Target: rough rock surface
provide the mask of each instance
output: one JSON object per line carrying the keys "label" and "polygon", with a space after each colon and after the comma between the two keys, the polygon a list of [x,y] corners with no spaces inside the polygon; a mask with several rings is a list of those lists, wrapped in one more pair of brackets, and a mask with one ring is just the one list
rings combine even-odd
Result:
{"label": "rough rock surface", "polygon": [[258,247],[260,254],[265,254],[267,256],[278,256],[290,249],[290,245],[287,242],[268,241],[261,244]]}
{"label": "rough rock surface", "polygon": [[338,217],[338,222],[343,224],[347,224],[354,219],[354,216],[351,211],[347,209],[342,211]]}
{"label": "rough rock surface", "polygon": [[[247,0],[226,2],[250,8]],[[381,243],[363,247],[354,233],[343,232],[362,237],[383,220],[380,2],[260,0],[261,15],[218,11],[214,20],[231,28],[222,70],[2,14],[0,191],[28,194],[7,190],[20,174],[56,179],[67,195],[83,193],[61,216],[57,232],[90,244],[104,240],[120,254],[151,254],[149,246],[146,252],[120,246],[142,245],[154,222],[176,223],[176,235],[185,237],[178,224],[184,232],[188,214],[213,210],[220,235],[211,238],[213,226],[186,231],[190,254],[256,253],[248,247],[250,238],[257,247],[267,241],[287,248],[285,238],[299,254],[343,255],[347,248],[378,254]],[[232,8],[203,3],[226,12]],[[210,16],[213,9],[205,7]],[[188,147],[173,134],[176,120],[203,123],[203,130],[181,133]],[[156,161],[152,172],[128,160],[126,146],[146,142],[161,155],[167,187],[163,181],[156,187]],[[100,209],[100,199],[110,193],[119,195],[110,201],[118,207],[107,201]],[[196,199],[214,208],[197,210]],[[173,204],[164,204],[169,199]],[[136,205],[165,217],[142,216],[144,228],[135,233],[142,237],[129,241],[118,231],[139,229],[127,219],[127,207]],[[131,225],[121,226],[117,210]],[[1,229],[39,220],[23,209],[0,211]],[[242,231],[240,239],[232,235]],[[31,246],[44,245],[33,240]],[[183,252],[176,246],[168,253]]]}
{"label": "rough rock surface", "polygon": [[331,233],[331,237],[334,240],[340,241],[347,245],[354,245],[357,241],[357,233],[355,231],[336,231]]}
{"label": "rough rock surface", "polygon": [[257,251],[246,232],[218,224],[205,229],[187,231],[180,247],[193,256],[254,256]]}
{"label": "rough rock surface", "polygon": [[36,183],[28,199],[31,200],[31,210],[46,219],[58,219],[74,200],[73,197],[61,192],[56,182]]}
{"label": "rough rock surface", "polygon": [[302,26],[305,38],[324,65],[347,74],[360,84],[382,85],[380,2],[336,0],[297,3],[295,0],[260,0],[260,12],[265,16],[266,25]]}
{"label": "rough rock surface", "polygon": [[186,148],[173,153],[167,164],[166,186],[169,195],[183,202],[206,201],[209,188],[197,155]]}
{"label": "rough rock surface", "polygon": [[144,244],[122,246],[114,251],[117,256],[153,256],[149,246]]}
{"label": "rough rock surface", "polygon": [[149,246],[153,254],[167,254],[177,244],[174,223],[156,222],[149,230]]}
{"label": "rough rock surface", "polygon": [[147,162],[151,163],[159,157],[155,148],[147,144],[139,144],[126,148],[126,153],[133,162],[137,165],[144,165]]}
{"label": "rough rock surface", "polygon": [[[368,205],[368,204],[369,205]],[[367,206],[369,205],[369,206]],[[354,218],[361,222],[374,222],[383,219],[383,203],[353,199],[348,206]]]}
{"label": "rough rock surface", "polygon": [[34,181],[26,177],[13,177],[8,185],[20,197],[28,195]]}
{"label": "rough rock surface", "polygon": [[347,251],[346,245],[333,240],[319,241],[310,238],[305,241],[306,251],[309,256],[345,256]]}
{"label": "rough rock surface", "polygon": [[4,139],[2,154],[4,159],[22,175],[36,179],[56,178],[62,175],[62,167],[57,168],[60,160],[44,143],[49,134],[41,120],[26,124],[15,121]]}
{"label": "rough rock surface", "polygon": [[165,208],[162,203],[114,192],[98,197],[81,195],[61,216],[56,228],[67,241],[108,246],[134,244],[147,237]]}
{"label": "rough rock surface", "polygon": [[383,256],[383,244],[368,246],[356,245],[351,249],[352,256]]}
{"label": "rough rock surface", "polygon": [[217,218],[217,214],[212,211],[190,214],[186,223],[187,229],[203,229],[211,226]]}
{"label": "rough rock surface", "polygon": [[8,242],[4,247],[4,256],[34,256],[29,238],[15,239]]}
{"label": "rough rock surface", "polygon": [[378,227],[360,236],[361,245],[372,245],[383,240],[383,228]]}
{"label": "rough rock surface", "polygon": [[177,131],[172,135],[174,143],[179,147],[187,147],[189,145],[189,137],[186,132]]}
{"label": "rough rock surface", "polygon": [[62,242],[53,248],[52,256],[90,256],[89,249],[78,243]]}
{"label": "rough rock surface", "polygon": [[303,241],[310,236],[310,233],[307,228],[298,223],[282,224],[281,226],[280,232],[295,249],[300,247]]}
......
Written exercise:
Rewrite the material with every "rough rock surface" changed to "jagged stone surface" and nothing else altered.

Task solution:
Target: jagged stone surface
provide the mask of each instance
output: one JSON object per line carrying the keys "label" and "polygon", with a space after each colon and after the comma between the two keys, the polygon a list of [x,y] corners with no spaces inside the polygon; a mask with several rings is a list of those lists, wrapped in one more pair of brackets, and a mask with one ring is just the one list
rings combine even-odd
Result:
{"label": "jagged stone surface", "polygon": [[258,247],[260,254],[265,254],[267,256],[278,256],[290,249],[290,245],[287,242],[268,241],[261,244]]}
{"label": "jagged stone surface", "polygon": [[338,217],[338,222],[343,224],[347,224],[354,219],[354,216],[351,211],[347,209],[342,211]]}
{"label": "jagged stone surface", "polygon": [[[247,0],[226,2],[250,8]],[[381,243],[363,247],[354,233],[343,232],[362,237],[383,220],[380,2],[260,0],[261,15],[218,11],[214,20],[231,28],[222,70],[2,14],[0,191],[28,194],[7,190],[20,174],[56,179],[67,195],[83,193],[61,216],[57,232],[90,244],[104,240],[120,254],[151,254],[149,246],[146,252],[120,246],[142,245],[154,222],[176,223],[176,235],[185,237],[178,224],[184,232],[188,214],[213,210],[220,235],[211,238],[213,226],[186,231],[190,254],[256,253],[248,247],[250,238],[257,247],[267,241],[287,248],[285,238],[299,254],[343,255],[347,248],[378,254]],[[232,8],[203,3],[226,12]],[[210,16],[213,9],[205,7]],[[188,147],[173,134],[176,120],[203,123],[203,130],[181,133]],[[156,161],[152,172],[128,160],[126,146],[146,142],[161,155],[167,187],[163,181],[156,187]],[[100,209],[100,199],[110,193],[119,195],[110,201],[118,207],[107,201]],[[196,199],[214,208],[197,210]],[[173,204],[164,204],[169,199]],[[136,205],[165,217],[142,216],[144,228],[135,233],[142,237],[129,241],[118,231],[139,229],[127,219],[127,207]],[[131,225],[121,226],[117,210]],[[1,229],[39,220],[23,209],[0,211]],[[242,231],[240,239],[232,235]],[[31,246],[44,245],[33,240]],[[183,252],[176,246],[168,253]]]}
{"label": "jagged stone surface", "polygon": [[331,233],[331,237],[334,240],[340,241],[347,245],[354,245],[357,241],[357,233],[355,231],[336,231]]}
{"label": "jagged stone surface", "polygon": [[257,251],[246,232],[218,224],[205,229],[187,231],[180,247],[193,256],[254,256]]}
{"label": "jagged stone surface", "polygon": [[36,183],[28,199],[31,200],[31,210],[46,219],[58,219],[74,200],[73,197],[61,192],[56,182]]}
{"label": "jagged stone surface", "polygon": [[302,26],[305,38],[324,65],[347,74],[360,84],[382,85],[380,2],[336,0],[297,3],[295,0],[260,0],[260,12],[265,16],[266,25]]}
{"label": "jagged stone surface", "polygon": [[186,148],[173,153],[167,164],[166,186],[169,195],[183,202],[206,201],[209,188],[197,155]]}
{"label": "jagged stone surface", "polygon": [[144,244],[122,246],[114,251],[117,256],[153,256],[149,246]]}
{"label": "jagged stone surface", "polygon": [[149,246],[153,254],[167,254],[177,244],[174,223],[156,222],[149,230]]}
{"label": "jagged stone surface", "polygon": [[147,162],[151,163],[159,157],[155,148],[147,144],[139,144],[126,148],[126,153],[133,162],[137,165],[144,165]]}
{"label": "jagged stone surface", "polygon": [[[368,205],[368,204],[369,205]],[[367,206],[369,205],[369,206]],[[354,218],[361,222],[374,222],[383,219],[383,203],[353,199],[348,206]]]}
{"label": "jagged stone surface", "polygon": [[34,181],[26,177],[13,177],[8,185],[20,197],[28,195]]}
{"label": "jagged stone surface", "polygon": [[347,251],[346,245],[333,240],[319,241],[310,238],[305,241],[306,251],[309,256],[345,256]]}
{"label": "jagged stone surface", "polygon": [[4,139],[2,154],[4,159],[22,175],[36,179],[56,178],[62,175],[62,167],[57,168],[60,160],[44,143],[49,134],[41,120],[26,124],[15,121]]}
{"label": "jagged stone surface", "polygon": [[165,208],[162,203],[114,192],[98,197],[81,195],[61,216],[56,228],[67,241],[108,246],[134,244],[147,237]]}
{"label": "jagged stone surface", "polygon": [[383,256],[383,244],[368,246],[356,245],[351,249],[352,256]]}
{"label": "jagged stone surface", "polygon": [[217,218],[217,214],[212,211],[190,214],[186,223],[187,229],[203,229],[211,226]]}
{"label": "jagged stone surface", "polygon": [[8,242],[4,247],[4,256],[34,256],[29,238],[15,239]]}
{"label": "jagged stone surface", "polygon": [[378,227],[360,236],[361,245],[372,245],[383,240],[383,228]]}
{"label": "jagged stone surface", "polygon": [[177,131],[172,135],[174,143],[179,147],[187,147],[189,145],[189,137],[186,132]]}
{"label": "jagged stone surface", "polygon": [[62,242],[53,248],[52,256],[90,256],[89,249],[78,243]]}
{"label": "jagged stone surface", "polygon": [[303,241],[310,236],[310,233],[307,228],[298,223],[282,224],[281,226],[280,232],[295,249],[300,247]]}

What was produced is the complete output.